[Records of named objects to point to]

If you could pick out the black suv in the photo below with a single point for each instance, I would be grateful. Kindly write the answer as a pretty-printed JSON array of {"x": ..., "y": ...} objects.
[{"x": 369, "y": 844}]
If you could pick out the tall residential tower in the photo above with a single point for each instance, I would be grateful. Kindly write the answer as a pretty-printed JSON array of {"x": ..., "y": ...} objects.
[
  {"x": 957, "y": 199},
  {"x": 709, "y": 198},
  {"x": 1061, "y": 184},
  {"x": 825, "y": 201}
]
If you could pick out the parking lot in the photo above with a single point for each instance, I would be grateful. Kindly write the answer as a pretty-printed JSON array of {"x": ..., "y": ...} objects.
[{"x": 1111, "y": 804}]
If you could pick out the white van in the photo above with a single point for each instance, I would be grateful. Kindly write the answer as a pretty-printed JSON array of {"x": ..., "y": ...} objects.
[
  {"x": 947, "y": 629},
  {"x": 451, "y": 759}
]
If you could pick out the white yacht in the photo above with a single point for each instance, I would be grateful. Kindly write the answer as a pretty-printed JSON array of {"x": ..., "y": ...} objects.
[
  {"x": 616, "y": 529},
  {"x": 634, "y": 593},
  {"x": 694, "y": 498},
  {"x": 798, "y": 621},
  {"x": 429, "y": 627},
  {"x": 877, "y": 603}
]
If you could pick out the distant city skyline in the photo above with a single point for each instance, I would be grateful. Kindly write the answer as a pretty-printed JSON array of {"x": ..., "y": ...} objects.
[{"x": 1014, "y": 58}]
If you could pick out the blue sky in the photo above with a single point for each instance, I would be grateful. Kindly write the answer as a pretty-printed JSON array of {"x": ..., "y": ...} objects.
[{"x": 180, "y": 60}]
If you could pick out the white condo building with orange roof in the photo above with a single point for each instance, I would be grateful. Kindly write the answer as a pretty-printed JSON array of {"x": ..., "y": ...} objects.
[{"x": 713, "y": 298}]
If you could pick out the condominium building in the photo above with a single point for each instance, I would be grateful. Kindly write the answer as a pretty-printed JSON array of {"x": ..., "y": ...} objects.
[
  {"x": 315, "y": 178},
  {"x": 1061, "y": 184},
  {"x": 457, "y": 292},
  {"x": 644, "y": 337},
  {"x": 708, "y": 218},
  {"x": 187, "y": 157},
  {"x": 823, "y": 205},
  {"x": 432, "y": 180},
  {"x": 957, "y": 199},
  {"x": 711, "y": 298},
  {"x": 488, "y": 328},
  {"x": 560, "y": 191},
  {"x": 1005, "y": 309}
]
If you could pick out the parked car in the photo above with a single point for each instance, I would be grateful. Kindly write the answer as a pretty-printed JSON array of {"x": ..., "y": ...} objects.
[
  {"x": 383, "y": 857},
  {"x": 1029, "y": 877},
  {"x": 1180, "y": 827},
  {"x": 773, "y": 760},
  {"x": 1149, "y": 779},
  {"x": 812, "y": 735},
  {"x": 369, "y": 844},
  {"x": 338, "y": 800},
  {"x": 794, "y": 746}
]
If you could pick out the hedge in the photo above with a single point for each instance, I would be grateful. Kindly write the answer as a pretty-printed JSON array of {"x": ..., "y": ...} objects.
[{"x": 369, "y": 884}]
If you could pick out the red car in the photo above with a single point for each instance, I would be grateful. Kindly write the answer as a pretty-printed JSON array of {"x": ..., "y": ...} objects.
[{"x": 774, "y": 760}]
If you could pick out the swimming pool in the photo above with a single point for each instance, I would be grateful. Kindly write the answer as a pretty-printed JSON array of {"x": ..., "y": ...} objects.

[Given exercise] Convert every line of the records above into a Markdown table with the columns Row and Line, skipping blank lines.

[Exercise result]
| Row | Line |
|---|---|
| 1 | If you could pick out the black suv in the photo below with a single point for each instance, I would be grateful. Kindly write the answer as a pretty-printed JSON array of {"x": ..., "y": ...} objects. |
| 2 | [{"x": 369, "y": 844}] |
| 3 | If you could pick out the tall residential tower in the photo above with a single point for each instance, I would be grateful. Kindly write the answer as a pretty-printed JSON array of {"x": ..., "y": ...} objects. |
| 4 | [ |
| 5 |   {"x": 957, "y": 199}, |
| 6 |   {"x": 709, "y": 198}, |
| 7 |   {"x": 1061, "y": 184}, |
| 8 |   {"x": 825, "y": 201} |
| 9 | ] |
| 10 | If you could pick out the parking lot in the photo above with a single point for each instance, I would be grateful. Kindly write the answer as a pretty-printed JSON array of {"x": ..., "y": ...} objects. |
| 11 | [{"x": 1111, "y": 804}] |
| 12 | If you could pick out the white van in the photo above with a single point for each instance, I would be grateful. Kindly write the answer as a pretty-printed JSON array of {"x": ..., "y": ...} objects. |
| 13 | [ |
| 14 |   {"x": 947, "y": 629}, |
| 15 |   {"x": 451, "y": 759} |
| 16 | ] |
| 17 | If you could pick out the white yacht in the photo above with a single point for each instance, I would be grateful. Kindly write the answer as a pretty-printed JSON array of {"x": ..., "y": ...} objects. |
| 18 | [ |
| 19 |   {"x": 616, "y": 529}, |
| 20 |   {"x": 634, "y": 593}, |
| 21 |   {"x": 694, "y": 498}, |
| 22 |   {"x": 798, "y": 621}, |
| 23 |   {"x": 429, "y": 627}, |
| 24 |   {"x": 877, "y": 603} |
| 25 | ] |
| 26 | If you could pick out the distant city skyline in the photo above with a single point for each instance, I would be grateful. Kindly write the answer as a pretty-printed JSON array of {"x": ..., "y": ...} objects. |
| 27 | [{"x": 1014, "y": 58}] |
| 28 | If you could pick out the blue sky in the photo above with a single point for each instance, I would be grateful. Kindly write the answer as a pretty-printed JSON array of {"x": ..., "y": ...} objects. |
| 29 | [{"x": 180, "y": 60}] |
| 30 | If you could pick out the white condo building with orange roof in the photo above with a single point for each instance, I would be grateful. Kindly write the answer as a pretty-printed JSON array of {"x": ..., "y": ...} objects. |
| 31 | [{"x": 713, "y": 298}] |
| 32 | If you could pick out the condominium building in the photo above with a single point for each instance, I would be grateful. Kindly write the answer as a pretty-printed JSON array of {"x": ..., "y": ...} objects. |
| 33 | [ |
| 34 |   {"x": 315, "y": 178}, |
| 35 |   {"x": 1061, "y": 184}, |
| 36 |   {"x": 457, "y": 292}, |
| 37 |   {"x": 644, "y": 337}, |
| 38 |   {"x": 708, "y": 218}, |
| 39 |   {"x": 187, "y": 157}, |
| 40 |   {"x": 823, "y": 205}, |
| 41 |   {"x": 432, "y": 180}, |
| 42 |   {"x": 957, "y": 199}, |
| 43 |   {"x": 711, "y": 298}, |
| 44 |   {"x": 488, "y": 328}, |
| 45 |   {"x": 560, "y": 191}, |
| 46 |   {"x": 1005, "y": 309} |
| 47 | ] |
| 48 | If you could pick out the parked car in the photo above with a single point for each instance, I would be grateful. Kindly write the answer as a pretty-printed JSON array of {"x": ..., "y": ...} objects. |
| 49 | [ |
| 50 |   {"x": 383, "y": 857}, |
| 51 |   {"x": 1029, "y": 877}, |
| 52 |   {"x": 1180, "y": 827}, |
| 53 |   {"x": 773, "y": 760}, |
| 54 |   {"x": 1149, "y": 779}, |
| 55 |   {"x": 812, "y": 735}, |
| 56 |   {"x": 369, "y": 844}, |
| 57 |   {"x": 338, "y": 800}, |
| 58 |   {"x": 794, "y": 746} |
| 59 | ] |
| 60 | If you could pick out the hedge in the photo above with a single point for each instance, I would be grateful. Kindly write the answer as a pretty-printed JSON array of {"x": ..., "y": ...} objects. |
| 61 | [{"x": 369, "y": 884}] |
| 62 | If you could pick out the red car in the photo above with a single point for each instance, I would be grateful. Kindly write the answer as a pretty-printed JSON array of {"x": ..., "y": ...} objects. |
| 63 | [{"x": 774, "y": 760}] |
| 64 | If you could pick out the swimming pool in the photo above with a single point for each instance, I would be grateful. Kindly write the answer as a pretty-printed JSON array of {"x": ..., "y": ...} objects. |